Every line from the one holding "Phrase: arched opening in wall" through the last line of the records must be retyped exactly, and no other line or picture may appear in the copy.

[Point localization data]
■ ■ ■ ■ ■ ■ ■
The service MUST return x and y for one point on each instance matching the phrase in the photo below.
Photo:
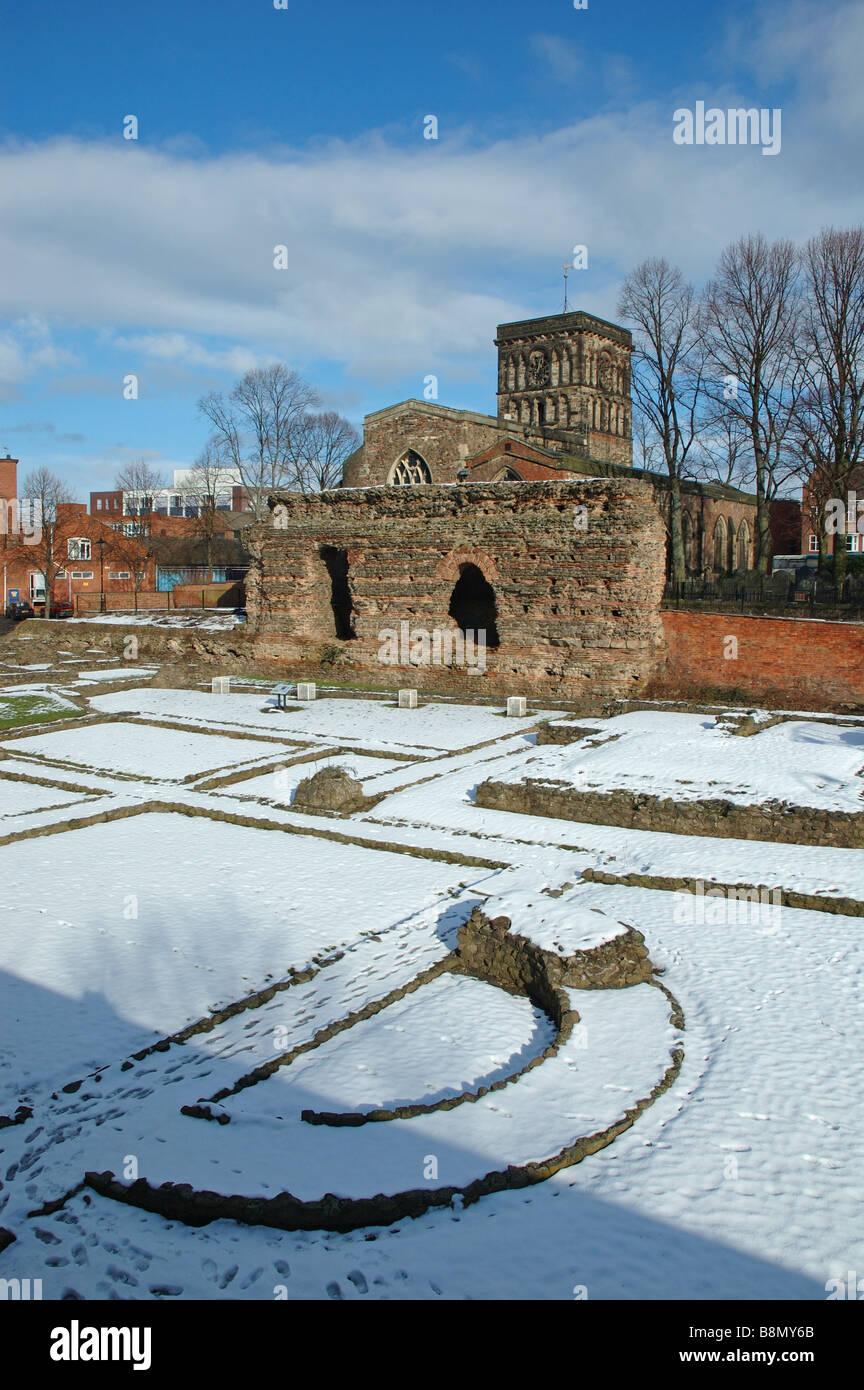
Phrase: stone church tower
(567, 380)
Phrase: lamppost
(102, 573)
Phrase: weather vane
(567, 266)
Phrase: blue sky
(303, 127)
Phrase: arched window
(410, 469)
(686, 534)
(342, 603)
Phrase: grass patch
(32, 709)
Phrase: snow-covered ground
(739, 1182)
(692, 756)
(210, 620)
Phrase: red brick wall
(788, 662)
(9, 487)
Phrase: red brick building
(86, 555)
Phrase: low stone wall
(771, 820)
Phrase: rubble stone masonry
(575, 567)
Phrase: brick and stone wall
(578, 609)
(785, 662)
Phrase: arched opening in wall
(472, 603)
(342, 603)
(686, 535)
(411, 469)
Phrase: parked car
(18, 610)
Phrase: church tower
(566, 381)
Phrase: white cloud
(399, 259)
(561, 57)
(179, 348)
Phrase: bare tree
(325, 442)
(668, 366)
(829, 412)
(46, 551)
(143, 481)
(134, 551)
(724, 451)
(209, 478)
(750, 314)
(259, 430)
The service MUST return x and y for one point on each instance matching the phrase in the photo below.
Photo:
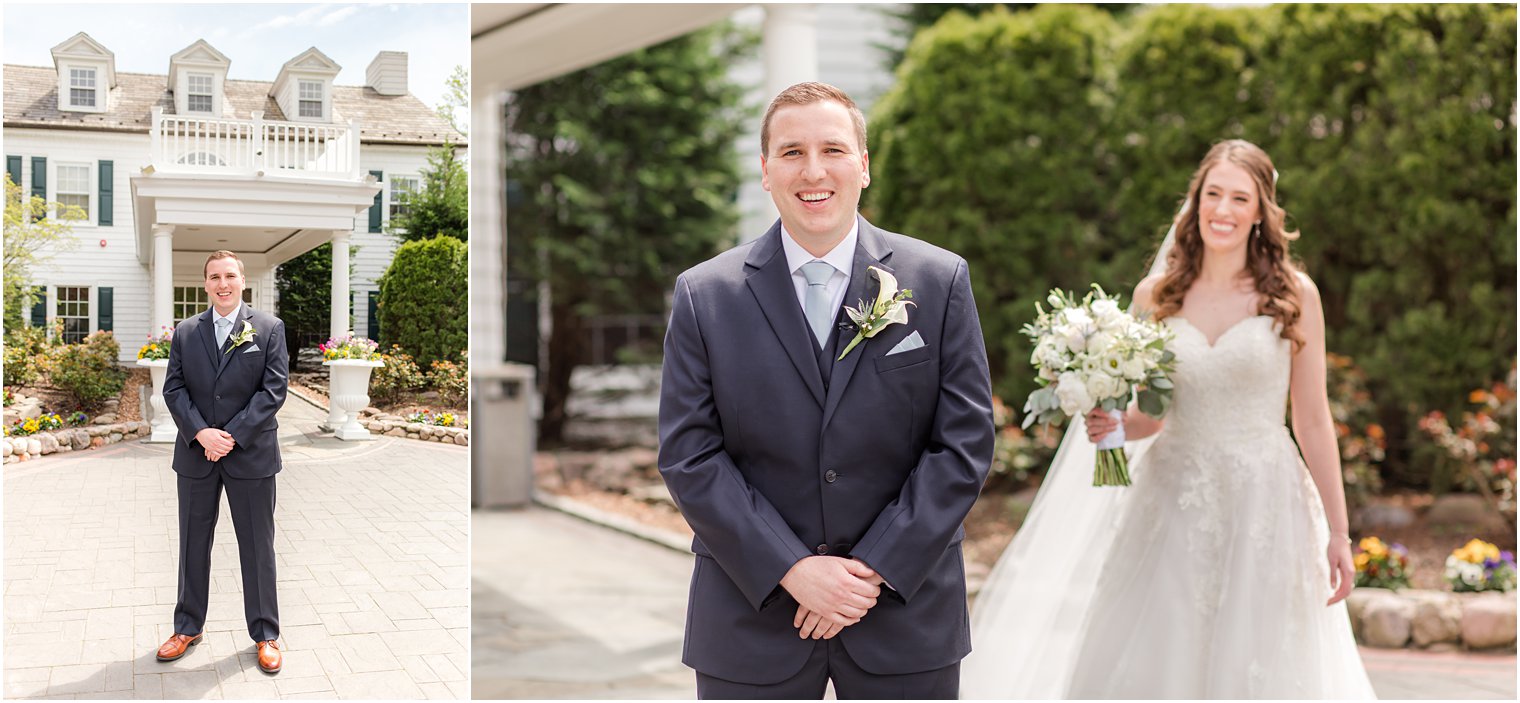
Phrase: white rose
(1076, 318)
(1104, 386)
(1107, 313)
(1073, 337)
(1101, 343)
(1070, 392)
■ ■ ■ ■ ■ ■ ■
Answer space:
Phrase: arched opening in wall
(472, 603)
(342, 603)
(686, 535)
(411, 469)
Phrase: parked car
(18, 610)
Phrase: church tower
(566, 381)
Phrase: white cloud
(399, 259)
(561, 57)
(179, 348)
Phrase: bare tree
(325, 442)
(668, 366)
(829, 412)
(46, 551)
(143, 481)
(134, 551)
(724, 451)
(209, 478)
(750, 314)
(259, 430)
The service MUST return x and y for one point on each instance matching the phrase in the photo below.
Photo:
Phrase: white rose
(1076, 318)
(1104, 386)
(1107, 313)
(1073, 337)
(1101, 343)
(1070, 392)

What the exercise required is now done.